WHAT YOU NEED TO DO: Copy each line of the records that contains the word "fender".
TASK INPUTS below:
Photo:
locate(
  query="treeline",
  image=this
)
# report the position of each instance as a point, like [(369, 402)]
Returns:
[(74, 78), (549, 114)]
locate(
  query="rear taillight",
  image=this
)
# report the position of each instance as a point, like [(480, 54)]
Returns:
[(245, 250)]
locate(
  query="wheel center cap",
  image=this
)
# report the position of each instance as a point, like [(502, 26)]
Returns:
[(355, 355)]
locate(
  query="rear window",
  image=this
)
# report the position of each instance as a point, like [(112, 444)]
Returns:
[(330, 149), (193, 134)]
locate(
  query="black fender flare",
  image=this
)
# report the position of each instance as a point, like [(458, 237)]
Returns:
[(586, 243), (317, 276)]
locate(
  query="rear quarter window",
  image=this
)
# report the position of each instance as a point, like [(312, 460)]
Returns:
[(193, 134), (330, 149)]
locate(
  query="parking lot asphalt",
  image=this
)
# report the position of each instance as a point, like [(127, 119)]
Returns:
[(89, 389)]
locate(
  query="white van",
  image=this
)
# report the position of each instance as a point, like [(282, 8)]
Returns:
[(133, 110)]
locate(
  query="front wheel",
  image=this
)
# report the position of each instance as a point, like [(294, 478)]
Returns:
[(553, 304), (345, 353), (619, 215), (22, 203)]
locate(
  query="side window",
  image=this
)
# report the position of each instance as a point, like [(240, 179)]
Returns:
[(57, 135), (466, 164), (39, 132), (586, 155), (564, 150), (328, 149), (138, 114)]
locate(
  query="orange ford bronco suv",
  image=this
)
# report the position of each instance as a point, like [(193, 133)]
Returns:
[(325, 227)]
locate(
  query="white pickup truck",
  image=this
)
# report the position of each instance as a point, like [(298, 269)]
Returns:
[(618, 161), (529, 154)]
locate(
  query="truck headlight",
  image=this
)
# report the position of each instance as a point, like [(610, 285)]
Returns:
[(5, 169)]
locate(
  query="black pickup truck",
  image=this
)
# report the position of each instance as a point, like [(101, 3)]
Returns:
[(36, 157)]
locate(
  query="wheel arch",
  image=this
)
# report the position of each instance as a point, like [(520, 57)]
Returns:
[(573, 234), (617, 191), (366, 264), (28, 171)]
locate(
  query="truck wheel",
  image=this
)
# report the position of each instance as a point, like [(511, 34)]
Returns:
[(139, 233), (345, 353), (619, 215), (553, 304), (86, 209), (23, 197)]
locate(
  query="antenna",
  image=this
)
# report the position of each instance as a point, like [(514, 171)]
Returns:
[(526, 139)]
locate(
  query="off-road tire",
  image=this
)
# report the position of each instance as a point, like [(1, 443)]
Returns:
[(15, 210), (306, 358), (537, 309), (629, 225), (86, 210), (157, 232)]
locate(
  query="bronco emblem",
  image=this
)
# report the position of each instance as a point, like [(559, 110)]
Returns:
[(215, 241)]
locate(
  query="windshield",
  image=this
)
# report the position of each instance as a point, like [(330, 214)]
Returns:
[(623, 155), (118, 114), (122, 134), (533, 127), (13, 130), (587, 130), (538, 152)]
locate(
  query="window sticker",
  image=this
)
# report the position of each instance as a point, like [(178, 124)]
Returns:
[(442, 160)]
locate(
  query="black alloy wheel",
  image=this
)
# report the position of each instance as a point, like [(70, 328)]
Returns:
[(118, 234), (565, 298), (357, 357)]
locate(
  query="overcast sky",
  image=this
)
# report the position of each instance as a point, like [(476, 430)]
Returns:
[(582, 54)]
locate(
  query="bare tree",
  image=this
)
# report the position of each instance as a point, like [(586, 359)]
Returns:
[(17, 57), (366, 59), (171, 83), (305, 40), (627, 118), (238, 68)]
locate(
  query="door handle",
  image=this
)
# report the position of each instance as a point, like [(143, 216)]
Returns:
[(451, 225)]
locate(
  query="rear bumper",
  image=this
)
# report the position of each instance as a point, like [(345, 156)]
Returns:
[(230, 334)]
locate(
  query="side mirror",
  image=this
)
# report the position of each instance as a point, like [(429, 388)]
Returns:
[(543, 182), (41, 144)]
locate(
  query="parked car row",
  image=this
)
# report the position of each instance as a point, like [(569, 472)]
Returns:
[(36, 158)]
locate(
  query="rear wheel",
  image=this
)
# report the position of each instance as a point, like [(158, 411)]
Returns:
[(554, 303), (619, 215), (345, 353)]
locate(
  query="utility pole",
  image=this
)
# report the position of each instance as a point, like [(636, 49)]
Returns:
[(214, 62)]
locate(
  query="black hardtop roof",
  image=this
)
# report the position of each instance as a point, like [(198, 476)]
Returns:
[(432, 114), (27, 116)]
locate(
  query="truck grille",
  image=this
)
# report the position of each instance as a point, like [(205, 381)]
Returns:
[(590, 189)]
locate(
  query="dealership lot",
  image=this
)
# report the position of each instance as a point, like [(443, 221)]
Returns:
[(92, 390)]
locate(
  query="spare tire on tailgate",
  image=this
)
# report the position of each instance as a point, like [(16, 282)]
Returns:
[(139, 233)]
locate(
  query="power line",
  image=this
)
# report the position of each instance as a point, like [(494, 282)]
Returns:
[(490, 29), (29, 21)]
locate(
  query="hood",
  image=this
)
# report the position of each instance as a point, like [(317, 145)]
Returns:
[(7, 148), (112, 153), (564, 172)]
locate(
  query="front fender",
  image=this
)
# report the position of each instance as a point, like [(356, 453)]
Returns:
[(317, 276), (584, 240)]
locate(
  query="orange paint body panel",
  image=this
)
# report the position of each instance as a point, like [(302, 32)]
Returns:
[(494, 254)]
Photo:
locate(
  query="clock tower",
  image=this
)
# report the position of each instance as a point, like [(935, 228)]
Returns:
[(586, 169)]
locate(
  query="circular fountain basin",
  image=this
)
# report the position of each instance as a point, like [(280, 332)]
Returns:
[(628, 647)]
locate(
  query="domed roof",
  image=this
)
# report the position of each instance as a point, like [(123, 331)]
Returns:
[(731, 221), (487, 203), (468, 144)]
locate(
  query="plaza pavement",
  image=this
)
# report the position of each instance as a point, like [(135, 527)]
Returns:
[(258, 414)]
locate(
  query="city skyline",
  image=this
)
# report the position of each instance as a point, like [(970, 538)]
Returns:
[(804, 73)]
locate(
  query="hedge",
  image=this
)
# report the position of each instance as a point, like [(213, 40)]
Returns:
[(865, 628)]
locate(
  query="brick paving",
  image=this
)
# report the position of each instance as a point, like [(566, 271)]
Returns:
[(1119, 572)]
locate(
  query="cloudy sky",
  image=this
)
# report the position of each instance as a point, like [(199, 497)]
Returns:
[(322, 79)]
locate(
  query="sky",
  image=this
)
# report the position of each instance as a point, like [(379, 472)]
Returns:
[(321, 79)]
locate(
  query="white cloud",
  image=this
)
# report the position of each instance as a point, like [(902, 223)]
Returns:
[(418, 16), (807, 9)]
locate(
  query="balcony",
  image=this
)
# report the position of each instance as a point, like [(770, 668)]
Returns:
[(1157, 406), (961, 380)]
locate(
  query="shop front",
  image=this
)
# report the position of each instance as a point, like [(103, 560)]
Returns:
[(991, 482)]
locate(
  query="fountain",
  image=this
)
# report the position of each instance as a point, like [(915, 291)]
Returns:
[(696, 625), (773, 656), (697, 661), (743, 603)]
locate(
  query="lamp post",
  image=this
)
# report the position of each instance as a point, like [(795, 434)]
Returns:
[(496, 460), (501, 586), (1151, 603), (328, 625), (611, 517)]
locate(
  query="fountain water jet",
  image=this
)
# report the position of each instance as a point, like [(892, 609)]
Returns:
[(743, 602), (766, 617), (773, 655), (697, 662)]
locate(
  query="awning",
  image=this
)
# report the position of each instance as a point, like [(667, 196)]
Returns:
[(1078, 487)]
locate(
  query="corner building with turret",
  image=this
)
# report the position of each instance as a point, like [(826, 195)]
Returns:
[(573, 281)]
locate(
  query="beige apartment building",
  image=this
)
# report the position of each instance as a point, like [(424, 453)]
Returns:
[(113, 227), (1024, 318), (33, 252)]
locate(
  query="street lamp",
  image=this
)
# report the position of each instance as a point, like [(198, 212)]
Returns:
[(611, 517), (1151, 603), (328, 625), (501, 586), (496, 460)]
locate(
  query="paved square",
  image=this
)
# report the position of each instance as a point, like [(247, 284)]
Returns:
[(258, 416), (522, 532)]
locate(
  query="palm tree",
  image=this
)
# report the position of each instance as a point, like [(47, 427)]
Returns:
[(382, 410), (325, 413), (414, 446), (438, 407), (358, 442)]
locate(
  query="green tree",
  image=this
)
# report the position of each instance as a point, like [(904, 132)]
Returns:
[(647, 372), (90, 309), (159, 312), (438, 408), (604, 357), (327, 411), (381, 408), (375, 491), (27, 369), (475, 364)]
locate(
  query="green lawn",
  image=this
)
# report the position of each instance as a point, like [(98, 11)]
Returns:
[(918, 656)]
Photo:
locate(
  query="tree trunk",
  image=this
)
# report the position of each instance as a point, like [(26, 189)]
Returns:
End of TASK INPUTS.
REPLY:
  query="black fender flare",
  query="front fender",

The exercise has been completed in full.